====== Records to use

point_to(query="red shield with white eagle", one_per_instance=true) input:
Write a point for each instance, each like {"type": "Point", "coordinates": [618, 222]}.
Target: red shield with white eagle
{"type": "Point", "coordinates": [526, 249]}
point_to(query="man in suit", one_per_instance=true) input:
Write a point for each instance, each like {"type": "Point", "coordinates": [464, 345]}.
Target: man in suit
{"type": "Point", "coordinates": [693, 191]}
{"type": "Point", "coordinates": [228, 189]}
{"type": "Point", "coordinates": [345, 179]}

============

▶ [Instructions to follow]: From the material above, return every line that contains "each".

▶ [Task result]:
Write a point for each instance, each like {"type": "Point", "coordinates": [618, 222]}.
Write a point for each instance, each like {"type": "Point", "coordinates": [464, 345]}.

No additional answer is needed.